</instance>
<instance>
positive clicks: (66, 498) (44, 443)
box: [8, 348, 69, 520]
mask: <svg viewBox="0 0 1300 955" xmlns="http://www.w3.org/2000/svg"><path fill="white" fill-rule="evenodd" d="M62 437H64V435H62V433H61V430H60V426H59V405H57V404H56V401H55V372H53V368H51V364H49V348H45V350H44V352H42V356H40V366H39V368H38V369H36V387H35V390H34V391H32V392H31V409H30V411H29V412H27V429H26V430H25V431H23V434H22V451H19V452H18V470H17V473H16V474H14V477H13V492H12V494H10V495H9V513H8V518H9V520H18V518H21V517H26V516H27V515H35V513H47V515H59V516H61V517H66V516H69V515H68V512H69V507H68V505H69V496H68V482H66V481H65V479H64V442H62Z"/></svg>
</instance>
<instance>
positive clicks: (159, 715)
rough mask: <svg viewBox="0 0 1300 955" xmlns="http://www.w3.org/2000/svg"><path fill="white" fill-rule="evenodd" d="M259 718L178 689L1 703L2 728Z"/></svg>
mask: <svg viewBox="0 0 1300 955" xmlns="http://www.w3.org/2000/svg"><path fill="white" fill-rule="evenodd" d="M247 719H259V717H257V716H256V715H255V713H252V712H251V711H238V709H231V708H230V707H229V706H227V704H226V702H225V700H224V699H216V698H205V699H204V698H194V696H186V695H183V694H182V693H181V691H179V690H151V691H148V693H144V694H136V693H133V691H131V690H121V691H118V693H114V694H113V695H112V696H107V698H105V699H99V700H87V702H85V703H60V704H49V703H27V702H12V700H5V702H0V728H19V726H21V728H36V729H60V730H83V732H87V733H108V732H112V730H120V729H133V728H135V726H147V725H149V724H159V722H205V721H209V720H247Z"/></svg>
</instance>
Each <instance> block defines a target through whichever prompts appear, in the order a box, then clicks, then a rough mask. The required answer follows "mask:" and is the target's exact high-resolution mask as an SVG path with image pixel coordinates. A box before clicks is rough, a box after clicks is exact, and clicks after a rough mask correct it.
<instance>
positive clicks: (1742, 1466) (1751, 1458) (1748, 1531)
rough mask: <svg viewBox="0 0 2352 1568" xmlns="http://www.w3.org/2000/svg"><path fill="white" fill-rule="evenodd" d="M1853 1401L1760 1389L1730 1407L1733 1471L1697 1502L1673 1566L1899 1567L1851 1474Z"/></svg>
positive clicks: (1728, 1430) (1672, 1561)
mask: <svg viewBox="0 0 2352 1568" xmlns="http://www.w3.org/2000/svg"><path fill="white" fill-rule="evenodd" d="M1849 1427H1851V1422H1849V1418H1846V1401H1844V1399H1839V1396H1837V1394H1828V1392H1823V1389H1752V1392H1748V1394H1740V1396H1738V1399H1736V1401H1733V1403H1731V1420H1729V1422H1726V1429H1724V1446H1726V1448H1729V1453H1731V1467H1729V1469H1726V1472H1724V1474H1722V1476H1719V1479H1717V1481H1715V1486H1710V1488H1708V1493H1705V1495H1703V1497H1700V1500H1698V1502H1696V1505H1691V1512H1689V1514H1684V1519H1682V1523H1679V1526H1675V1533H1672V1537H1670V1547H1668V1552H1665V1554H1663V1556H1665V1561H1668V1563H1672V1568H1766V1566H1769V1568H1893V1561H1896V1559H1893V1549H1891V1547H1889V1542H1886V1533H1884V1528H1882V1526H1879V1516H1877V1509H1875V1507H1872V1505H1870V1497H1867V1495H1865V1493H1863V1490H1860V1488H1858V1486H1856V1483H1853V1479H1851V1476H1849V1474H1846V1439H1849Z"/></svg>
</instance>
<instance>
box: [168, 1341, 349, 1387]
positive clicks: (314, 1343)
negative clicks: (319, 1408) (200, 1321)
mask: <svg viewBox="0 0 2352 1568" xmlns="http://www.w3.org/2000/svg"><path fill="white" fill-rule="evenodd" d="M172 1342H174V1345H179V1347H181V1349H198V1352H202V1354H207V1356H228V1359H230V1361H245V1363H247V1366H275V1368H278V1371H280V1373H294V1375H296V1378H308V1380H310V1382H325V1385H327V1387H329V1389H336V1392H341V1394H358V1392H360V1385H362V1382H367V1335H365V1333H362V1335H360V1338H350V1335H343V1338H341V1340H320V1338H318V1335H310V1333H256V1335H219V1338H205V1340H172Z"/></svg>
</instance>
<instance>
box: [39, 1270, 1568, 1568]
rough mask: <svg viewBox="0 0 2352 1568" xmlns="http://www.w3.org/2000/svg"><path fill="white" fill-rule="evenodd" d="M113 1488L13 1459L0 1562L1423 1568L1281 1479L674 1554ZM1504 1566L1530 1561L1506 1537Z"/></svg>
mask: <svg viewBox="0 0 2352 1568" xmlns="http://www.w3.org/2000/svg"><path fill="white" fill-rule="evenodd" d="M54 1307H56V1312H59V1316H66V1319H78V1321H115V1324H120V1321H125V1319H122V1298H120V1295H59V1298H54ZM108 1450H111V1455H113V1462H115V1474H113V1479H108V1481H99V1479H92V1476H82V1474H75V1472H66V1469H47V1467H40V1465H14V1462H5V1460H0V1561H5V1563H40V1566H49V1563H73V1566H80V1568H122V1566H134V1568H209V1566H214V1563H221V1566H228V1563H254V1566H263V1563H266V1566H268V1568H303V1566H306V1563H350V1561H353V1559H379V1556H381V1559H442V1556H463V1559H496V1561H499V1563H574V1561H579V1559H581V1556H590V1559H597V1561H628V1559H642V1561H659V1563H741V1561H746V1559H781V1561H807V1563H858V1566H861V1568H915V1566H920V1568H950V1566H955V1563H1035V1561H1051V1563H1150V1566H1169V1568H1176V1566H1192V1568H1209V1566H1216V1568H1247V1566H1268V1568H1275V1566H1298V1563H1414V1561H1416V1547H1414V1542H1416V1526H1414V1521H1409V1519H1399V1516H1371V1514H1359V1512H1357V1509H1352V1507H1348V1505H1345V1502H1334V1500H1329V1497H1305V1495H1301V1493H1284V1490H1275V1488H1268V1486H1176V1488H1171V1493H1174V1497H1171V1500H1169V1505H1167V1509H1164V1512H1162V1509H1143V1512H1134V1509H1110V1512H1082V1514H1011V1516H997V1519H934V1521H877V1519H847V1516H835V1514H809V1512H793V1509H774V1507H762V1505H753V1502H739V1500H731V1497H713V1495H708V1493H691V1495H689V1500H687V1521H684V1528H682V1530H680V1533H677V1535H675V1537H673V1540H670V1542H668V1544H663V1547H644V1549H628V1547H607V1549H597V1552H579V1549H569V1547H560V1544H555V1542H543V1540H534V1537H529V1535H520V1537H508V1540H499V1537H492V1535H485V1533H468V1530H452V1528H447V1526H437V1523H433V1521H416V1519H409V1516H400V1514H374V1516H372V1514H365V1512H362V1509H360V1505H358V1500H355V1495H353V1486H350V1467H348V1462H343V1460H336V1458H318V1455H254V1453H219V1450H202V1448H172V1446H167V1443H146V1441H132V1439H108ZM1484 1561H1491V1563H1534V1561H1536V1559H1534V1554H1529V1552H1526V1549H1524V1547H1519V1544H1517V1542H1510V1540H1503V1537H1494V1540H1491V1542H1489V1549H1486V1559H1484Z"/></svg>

TASK TO COMPLETE:
Reproduce the records above word for word.

RESPONSE BOX:
</instance>
<instance>
positive clicks: (66, 498) (44, 443)
box: [8, 348, 69, 520]
mask: <svg viewBox="0 0 1300 955" xmlns="http://www.w3.org/2000/svg"><path fill="white" fill-rule="evenodd" d="M62 437H64V435H62V433H61V430H60V426H59V405H57V404H56V401H55V372H53V368H51V364H49V348H45V350H44V352H42V356H40V366H39V368H38V369H36V387H35V390H34V391H32V392H31V409H30V411H29V412H27V429H26V430H25V431H23V434H22V451H19V452H18V470H17V473H16V474H14V477H13V492H12V494H10V495H9V513H8V518H9V520H18V518H21V517H26V516H27V515H35V513H47V515H59V516H61V517H66V516H69V515H68V512H69V507H68V505H69V496H68V482H66V481H65V479H64V442H62Z"/></svg>
</instance>
<instance>
positive clicks: (159, 715)
rough mask: <svg viewBox="0 0 1300 955" xmlns="http://www.w3.org/2000/svg"><path fill="white" fill-rule="evenodd" d="M259 718L178 689L1 703L2 728Z"/></svg>
mask: <svg viewBox="0 0 1300 955" xmlns="http://www.w3.org/2000/svg"><path fill="white" fill-rule="evenodd" d="M247 719H259V717H257V716H256V715H255V713H252V712H251V711H238V709H231V708H230V707H229V706H227V704H226V702H225V700H224V699H216V698H205V699H204V698H194V696H186V695H183V694H182V693H181V691H179V690H151V691H148V693H144V694H136V693H133V691H131V690H121V691H118V693H114V694H113V695H112V696H107V698H105V699H99V700H87V702H85V703H60V704H49V703H27V702H12V700H5V702H0V728H19V726H21V728H36V729H60V730H83V732H87V733H108V732H112V730H120V729H133V728H135V726H147V725H149V724H159V722H205V721H209V720H247Z"/></svg>
</instance>
Each <instance> block defines a target through whichever prompts appear, in the order a box, then clicks, then a rough mask. The required answer follows "mask:" and is the target's exact high-resolution mask as an SVG path with image pixel coordinates. A box before clicks is rough, a box after clicks is exact, and clicks after a rough mask correct it.
<instance>
positive clicks: (1742, 1466) (1751, 1458) (1748, 1531)
rough mask: <svg viewBox="0 0 2352 1568" xmlns="http://www.w3.org/2000/svg"><path fill="white" fill-rule="evenodd" d="M1853 1401L1760 1389L1730 1407L1733 1471L1697 1502L1673 1566L1899 1567L1851 1474Z"/></svg>
positive clicks: (1728, 1430) (1672, 1561)
mask: <svg viewBox="0 0 2352 1568" xmlns="http://www.w3.org/2000/svg"><path fill="white" fill-rule="evenodd" d="M1849 1427H1851V1422H1849V1418H1846V1401H1844V1399H1839V1396H1837V1394H1828V1392H1823V1389H1752V1392H1748V1394H1740V1396H1738V1399H1736V1401H1733V1403H1731V1420H1729V1422H1726V1429H1724V1446H1726V1448H1729V1453H1731V1467H1729V1469H1726V1472H1724V1474H1722V1476H1719V1479H1717V1481H1715V1486H1710V1488H1708V1493H1705V1495H1703V1497H1700V1500H1698V1502H1696V1505H1691V1512H1689V1514H1684V1519H1682V1523H1679V1526H1675V1533H1672V1537H1670V1547H1668V1552H1665V1554H1663V1556H1665V1561H1668V1563H1672V1568H1766V1566H1769V1568H1893V1561H1896V1559H1893V1549H1891V1547H1889V1542H1886V1533H1884V1528H1882V1526H1879V1516H1877V1509H1875V1507H1872V1505H1870V1497H1867V1495H1865V1493H1863V1490H1860V1488H1858V1486H1856V1483H1853V1479H1851V1476H1849V1474H1846V1439H1849Z"/></svg>
</instance>
<instance>
box: [168, 1341, 349, 1387]
positive clicks: (314, 1343)
negative clicks: (319, 1408) (200, 1321)
mask: <svg viewBox="0 0 2352 1568" xmlns="http://www.w3.org/2000/svg"><path fill="white" fill-rule="evenodd" d="M172 1342H174V1345H179V1347H181V1349H198V1352H202V1354H207V1356H228V1359H230V1361H245V1363H247V1366H275V1368H278V1371H280V1373H294V1375H296V1378H308V1380H310V1382H325V1385H327V1387H329V1389H336V1392H341V1394H358V1392H360V1385H362V1382H367V1335H365V1333H362V1335H360V1338H350V1335H343V1338H341V1340H320V1338H318V1335H310V1333H256V1335H219V1338H205V1340H172Z"/></svg>
</instance>
<instance>
box: [39, 1270, 1568, 1568]
rough mask: <svg viewBox="0 0 2352 1568" xmlns="http://www.w3.org/2000/svg"><path fill="white" fill-rule="evenodd" d="M113 1488L13 1459L0 1562L1423 1568L1281 1479L674 1554ZM1504 1566L1530 1561L1506 1537Z"/></svg>
mask: <svg viewBox="0 0 2352 1568" xmlns="http://www.w3.org/2000/svg"><path fill="white" fill-rule="evenodd" d="M54 1307H56V1312H59V1316H66V1319H78V1321H115V1324H120V1321H125V1319H122V1298H120V1295H59V1298H54ZM108 1450H111V1455H113V1462H115V1474H113V1479H108V1481H99V1479H92V1476H82V1474H75V1472H66V1469H47V1467H40V1465H14V1462H5V1460H0V1561H5V1563H40V1566H49V1563H73V1566H80V1568H122V1566H134V1568H209V1566H214V1563H221V1566H228V1563H254V1566H263V1563H266V1566H268V1568H303V1566H306V1563H350V1561H353V1559H379V1556H381V1559H442V1556H463V1559H496V1561H499V1563H574V1561H579V1559H581V1556H590V1559H597V1561H628V1559H642V1561H659V1563H741V1561H746V1559H781V1561H807V1563H858V1566H861V1568H915V1566H920V1568H950V1566H955V1563H1035V1561H1051V1563H1150V1566H1169V1568H1176V1566H1192V1568H1209V1566H1216V1568H1247V1566H1268V1568H1275V1566H1298V1563H1414V1561H1416V1547H1414V1542H1416V1526H1414V1521H1409V1519H1399V1516H1371V1514H1359V1512H1357V1509H1352V1507H1348V1505H1345V1502H1334V1500H1329V1497H1305V1495H1301V1493H1284V1490H1275V1488H1268V1486H1176V1488H1171V1493H1174V1497H1171V1500H1169V1505H1167V1509H1164V1512H1162V1509H1143V1512H1134V1509H1110V1512H1082V1514H1011V1516H997V1519H934V1521H877V1519H847V1516H835V1514H809V1512H793V1509H774V1507H762V1505H753V1502H739V1500H731V1497H713V1495H708V1493H691V1495H689V1500H687V1521H684V1528H682V1530H680V1533H677V1535H675V1537H673V1540H670V1542H668V1544H663V1547H644V1549H628V1547H607V1549H597V1552H579V1549H569V1547H560V1544H555V1542H543V1540H534V1537H529V1535H520V1537H508V1540H499V1537H492V1535H485V1533H468V1530H452V1528H447V1526H437V1523H433V1521H416V1519H409V1516H400V1514H374V1516H372V1514H365V1512H362V1509H360V1505H358V1500H355V1495H353V1486H350V1467H348V1462H343V1460H336V1458H318V1455H254V1453H219V1450H202V1448H172V1446H167V1443H146V1441H132V1439H108ZM1484 1561H1491V1563H1534V1561H1536V1559H1534V1554H1529V1552H1526V1549H1524V1547H1519V1544H1517V1542H1510V1540H1503V1537H1494V1540H1491V1542H1489V1549H1486V1559H1484Z"/></svg>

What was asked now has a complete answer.